Texto para leitura »
#####
Reportagens

Novo olhar sobre a riqueza – com José Eli da Veiga

José Eli da Veiga é um economista que torce para que o mundo adote novas medidas de riqueza, onde o meio ambiente entre nas contas. Ele defende que o PIB seja desbancado.

Gustavo Faleiros · João Teixeira da Costa ·
18 de fevereiro de 2008 · 17 anos atrás

Muitos vêem o professor e pesquisador da Faculdade de Economia e Administração da USP José Eli da Veiga como um economista que se transformou e passou a ter interesses pelos temas da conservação e o Desenvolvimento Sustentável. Ele, porém, já traz em conta a preocupação com as questões ambientais desde os tempos em que se formou agrônomo na França nos anos 70. Ali travou contato com o mestre Ignacy Sachs, que já circulava idéias sobre sua teoria do “Ecodesenvolvimento”.

Autor de onze livros, Zé Eli (como é conhecido) lançou recentemente “ A Emergência Socioambiental (Ed. Senac). Durante a conversa de duas horas que teve com O Eco em seu apartamento em São Paulo, o pesquisador aprofundou seus argumentos sobre a necessidade de revisar os conceitos e as formas de se medir a riqueza dos países. Ele afirma que a inovação mais importante que pode surgir na atualidade seria um método confiável que substituísse o PIB, e que levasse em consideração não apenas a abundância gerada pela exploração dos recursos naturais, mas também a importância de conservá-los. “O PIB ainda será motivo de gargalhada”, analisa.

Leia abaixo a entrevista concedida por Zé Eli, onde também abordou temas como o desmatamento e o aquecimento global.

Gostaríamos de começar perguntando como foi que você, um economista, começou a lidar com as questões ambientais?

José Eli da Veiga – O interessante é que eu sempre lidei com isso porque fiz agronomia primeiro. Nos Estados Unidos, nos anos 60, tinha havido uma discussão em torno da ameaça nuclear, que tomou um caráter mais internacional. O movimento ambientalista tomou força nesta época. Eu comecei a fazer agronomia em 1970, quando surgiu o relatório de Roma [grupo que produziu o documento Limites do Crescimento], e a discussão começou a pegar. O agrônomo, por mais que as escolas ainda sejam muito orientadas em uma outra direção, lida com a natureza. Existem algumas formações em que isso é inevitável. Isso se vê em botânicos, mas é muito comum também entre os geógrafos. Sua pergunta supunha que, como economista, eu estava distante das questões ambientais, mas não foi assim. Eu fiz agronomia antes, depois o mestrado e o doutorado foram em economia.
#####
Tarefas do exercício »
a - Liste todas as pessoas mencionadas pelo nome na reportagem, sem repetir a mesma pessoa.
b - Extraia dos registros cada linha em que aparece a palavra "negative", levando em conta maiúsculas e minúsculas.

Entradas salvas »
#####
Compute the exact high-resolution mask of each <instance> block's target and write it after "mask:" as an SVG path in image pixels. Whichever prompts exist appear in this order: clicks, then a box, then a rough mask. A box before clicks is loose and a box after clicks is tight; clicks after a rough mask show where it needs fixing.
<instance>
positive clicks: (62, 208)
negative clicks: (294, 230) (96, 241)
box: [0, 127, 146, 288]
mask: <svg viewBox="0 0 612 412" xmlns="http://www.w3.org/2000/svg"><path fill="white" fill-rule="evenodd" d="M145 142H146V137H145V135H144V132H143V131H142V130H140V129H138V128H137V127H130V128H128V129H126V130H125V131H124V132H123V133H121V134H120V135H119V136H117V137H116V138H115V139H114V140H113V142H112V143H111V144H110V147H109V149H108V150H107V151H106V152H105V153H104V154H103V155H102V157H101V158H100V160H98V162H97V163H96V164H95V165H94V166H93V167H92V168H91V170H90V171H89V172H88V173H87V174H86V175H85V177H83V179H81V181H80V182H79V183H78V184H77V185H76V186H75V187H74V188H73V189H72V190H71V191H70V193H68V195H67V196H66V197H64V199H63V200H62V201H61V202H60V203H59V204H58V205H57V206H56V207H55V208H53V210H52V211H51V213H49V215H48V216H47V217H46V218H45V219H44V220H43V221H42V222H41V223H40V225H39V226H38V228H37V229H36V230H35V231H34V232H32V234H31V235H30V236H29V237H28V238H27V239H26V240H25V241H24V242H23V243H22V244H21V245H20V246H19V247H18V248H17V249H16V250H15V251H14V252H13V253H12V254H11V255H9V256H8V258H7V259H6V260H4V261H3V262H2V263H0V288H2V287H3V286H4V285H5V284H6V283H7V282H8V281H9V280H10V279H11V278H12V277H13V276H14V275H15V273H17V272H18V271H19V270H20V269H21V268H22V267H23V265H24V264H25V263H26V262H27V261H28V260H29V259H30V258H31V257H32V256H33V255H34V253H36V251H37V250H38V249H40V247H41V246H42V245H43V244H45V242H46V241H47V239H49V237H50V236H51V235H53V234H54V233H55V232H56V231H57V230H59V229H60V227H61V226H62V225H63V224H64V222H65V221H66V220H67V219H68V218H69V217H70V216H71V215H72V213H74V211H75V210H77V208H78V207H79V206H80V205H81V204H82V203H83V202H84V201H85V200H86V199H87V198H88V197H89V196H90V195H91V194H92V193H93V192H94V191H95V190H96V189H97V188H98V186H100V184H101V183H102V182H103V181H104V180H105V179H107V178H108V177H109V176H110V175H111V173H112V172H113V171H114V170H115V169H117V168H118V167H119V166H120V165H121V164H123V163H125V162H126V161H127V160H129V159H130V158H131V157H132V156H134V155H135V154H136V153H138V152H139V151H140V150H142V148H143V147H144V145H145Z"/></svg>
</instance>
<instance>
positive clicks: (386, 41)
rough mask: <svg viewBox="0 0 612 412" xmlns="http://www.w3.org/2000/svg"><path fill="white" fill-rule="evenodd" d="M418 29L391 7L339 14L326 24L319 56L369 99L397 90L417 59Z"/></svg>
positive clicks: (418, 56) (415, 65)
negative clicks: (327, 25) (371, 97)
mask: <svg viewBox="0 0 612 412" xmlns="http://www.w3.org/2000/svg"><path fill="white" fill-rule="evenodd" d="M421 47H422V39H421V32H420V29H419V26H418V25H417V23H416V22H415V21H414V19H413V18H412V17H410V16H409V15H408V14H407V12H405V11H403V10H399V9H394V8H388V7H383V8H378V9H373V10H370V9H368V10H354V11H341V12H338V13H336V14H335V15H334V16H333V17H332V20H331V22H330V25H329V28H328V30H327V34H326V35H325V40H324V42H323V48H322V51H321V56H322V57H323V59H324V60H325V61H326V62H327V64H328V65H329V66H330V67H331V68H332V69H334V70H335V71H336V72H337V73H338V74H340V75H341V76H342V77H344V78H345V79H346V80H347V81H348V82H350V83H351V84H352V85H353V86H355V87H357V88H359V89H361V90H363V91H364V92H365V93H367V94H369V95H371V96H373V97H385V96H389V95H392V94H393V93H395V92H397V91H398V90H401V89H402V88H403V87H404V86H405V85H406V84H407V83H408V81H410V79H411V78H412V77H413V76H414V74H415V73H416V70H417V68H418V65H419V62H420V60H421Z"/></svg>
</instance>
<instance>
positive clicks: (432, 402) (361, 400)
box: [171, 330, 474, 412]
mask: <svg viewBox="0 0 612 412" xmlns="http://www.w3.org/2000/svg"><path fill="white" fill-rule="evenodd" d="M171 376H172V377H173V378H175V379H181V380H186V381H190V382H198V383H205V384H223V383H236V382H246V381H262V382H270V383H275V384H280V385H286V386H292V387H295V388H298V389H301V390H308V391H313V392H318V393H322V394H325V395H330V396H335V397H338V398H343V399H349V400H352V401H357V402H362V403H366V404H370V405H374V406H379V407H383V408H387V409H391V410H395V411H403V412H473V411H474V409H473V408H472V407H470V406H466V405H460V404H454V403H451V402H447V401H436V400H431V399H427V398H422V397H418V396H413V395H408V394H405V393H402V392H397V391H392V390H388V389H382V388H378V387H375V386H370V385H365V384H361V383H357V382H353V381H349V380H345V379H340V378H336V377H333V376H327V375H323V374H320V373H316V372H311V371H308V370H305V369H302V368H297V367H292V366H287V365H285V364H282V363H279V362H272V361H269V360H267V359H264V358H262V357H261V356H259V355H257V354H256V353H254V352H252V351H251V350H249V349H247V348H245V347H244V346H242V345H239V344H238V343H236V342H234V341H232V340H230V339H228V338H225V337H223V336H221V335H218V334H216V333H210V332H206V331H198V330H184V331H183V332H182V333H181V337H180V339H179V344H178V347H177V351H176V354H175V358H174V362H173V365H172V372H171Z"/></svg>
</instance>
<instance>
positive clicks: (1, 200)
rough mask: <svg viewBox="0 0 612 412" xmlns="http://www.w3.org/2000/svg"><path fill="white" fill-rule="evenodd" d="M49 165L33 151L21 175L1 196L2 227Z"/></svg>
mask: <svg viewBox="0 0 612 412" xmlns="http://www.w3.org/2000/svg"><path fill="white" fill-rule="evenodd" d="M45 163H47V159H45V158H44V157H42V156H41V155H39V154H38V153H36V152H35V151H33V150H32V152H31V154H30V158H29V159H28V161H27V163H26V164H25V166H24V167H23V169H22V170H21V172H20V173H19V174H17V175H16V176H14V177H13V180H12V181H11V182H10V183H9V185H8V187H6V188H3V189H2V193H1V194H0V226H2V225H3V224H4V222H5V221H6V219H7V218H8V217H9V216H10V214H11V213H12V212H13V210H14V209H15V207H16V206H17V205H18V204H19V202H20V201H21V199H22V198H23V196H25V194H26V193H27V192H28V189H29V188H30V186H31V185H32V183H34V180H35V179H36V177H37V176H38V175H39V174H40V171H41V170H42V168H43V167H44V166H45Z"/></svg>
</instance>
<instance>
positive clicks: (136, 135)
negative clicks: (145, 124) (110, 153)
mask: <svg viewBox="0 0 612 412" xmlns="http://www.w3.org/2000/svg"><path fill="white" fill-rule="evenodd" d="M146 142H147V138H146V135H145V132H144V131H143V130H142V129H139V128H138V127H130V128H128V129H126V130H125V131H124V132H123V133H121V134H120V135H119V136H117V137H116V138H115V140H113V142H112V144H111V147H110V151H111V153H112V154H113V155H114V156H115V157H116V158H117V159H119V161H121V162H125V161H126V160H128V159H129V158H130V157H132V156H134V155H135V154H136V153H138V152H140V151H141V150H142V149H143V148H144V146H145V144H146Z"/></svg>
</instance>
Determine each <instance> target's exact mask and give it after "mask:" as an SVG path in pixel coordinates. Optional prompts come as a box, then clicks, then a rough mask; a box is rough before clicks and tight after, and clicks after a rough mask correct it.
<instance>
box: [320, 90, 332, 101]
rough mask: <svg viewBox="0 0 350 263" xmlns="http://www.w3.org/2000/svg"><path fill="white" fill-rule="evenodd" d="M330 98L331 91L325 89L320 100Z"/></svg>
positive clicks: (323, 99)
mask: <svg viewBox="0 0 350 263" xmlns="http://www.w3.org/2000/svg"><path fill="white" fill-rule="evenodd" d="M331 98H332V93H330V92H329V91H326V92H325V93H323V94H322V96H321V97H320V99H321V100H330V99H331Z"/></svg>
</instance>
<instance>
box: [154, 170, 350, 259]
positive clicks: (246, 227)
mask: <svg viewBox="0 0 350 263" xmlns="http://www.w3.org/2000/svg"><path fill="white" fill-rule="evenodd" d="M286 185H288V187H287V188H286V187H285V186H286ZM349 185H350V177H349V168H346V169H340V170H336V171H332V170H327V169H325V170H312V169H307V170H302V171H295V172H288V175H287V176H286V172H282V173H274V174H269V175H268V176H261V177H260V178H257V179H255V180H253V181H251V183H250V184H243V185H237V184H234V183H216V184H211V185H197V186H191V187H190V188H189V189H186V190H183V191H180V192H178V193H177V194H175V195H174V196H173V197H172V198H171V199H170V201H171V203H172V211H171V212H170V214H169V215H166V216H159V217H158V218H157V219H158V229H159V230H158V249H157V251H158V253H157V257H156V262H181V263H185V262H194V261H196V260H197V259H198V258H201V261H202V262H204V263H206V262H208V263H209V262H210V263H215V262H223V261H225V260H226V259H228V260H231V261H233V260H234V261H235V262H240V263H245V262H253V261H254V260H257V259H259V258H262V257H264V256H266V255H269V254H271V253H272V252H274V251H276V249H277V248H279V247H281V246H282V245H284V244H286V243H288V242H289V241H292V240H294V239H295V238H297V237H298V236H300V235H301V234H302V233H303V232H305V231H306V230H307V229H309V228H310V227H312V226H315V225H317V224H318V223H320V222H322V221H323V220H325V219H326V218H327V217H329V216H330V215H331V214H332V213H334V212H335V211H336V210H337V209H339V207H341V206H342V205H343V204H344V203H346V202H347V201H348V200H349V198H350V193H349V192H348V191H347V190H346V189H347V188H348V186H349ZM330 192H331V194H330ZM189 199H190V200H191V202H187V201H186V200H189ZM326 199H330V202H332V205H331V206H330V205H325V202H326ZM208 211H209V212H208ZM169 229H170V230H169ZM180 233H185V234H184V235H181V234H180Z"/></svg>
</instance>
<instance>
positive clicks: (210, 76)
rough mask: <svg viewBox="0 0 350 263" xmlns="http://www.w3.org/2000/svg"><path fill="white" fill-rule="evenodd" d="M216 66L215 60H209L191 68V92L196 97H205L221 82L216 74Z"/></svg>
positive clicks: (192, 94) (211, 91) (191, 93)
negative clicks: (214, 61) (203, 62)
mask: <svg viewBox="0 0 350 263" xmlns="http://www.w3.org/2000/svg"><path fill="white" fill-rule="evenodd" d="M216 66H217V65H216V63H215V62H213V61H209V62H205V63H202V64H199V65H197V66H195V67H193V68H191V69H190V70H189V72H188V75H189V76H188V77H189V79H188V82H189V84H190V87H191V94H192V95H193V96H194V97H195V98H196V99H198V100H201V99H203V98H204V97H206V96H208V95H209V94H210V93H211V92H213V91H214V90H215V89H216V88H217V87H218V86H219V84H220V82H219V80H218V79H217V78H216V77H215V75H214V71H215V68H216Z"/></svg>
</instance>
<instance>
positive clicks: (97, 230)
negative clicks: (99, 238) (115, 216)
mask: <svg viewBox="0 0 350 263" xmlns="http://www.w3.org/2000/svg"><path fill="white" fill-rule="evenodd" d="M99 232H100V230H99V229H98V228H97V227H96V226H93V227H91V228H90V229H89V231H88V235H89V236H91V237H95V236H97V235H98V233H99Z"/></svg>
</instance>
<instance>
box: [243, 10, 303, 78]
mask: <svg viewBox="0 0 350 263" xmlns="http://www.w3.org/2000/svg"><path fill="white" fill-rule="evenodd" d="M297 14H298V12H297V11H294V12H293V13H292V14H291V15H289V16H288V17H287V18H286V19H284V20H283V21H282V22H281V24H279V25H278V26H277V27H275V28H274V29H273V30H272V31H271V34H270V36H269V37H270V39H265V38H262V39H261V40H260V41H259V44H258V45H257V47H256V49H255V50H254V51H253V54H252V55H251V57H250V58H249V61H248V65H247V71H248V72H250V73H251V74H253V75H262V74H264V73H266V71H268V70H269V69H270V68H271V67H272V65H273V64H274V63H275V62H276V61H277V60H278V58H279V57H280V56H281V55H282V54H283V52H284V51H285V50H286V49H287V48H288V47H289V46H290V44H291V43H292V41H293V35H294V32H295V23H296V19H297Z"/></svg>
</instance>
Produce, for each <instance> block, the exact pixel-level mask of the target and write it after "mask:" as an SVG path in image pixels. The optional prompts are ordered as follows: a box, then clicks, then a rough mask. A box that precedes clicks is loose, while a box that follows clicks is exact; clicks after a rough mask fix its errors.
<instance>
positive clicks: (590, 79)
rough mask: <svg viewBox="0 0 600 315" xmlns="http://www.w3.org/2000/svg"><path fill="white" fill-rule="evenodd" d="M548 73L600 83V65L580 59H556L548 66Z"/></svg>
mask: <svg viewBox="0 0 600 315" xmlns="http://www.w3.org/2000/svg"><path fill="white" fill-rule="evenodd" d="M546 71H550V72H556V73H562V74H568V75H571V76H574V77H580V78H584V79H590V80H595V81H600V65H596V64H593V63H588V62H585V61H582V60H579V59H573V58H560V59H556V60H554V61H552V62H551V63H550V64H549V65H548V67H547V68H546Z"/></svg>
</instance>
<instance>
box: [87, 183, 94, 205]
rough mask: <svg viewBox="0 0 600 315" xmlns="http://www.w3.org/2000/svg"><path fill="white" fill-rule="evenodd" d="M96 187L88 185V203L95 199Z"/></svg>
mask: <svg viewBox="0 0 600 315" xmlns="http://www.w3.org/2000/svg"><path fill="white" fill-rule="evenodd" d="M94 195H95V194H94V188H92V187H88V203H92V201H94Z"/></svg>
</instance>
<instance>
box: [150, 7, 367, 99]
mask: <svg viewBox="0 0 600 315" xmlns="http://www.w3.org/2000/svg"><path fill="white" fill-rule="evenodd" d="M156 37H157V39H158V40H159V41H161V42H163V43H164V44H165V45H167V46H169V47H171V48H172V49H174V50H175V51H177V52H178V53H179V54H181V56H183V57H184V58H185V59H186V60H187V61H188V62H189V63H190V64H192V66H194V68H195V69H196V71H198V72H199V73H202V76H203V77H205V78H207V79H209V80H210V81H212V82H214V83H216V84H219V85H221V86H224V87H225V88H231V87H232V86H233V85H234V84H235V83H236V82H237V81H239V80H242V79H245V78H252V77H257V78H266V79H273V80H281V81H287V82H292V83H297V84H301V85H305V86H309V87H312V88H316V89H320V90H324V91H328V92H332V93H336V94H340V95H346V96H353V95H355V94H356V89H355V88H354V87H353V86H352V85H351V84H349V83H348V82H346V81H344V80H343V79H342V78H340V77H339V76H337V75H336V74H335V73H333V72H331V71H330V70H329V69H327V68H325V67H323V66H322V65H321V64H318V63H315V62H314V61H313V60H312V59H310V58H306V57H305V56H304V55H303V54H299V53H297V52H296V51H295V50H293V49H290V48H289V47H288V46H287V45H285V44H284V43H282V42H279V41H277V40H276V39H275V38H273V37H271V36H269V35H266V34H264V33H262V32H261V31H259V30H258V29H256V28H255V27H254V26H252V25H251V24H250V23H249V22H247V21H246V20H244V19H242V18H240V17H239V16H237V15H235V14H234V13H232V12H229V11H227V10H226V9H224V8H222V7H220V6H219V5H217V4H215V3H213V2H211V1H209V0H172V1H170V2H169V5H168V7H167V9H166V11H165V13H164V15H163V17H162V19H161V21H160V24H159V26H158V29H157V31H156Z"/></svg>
#####
Respostas das tarefas »
a -
José Eli da Veiga
Gustavo Faleiros
João Teixeira da Costa
Ignacy Sachs

b -
negative clicks: (294, 230) (96, 241)
negative clicks: (327, 25) (371, 97)
negative clicks: (145, 124) (110, 153)
negative clicks: (214, 61) (203, 62)
negative clicks: (99, 238) (115, 216)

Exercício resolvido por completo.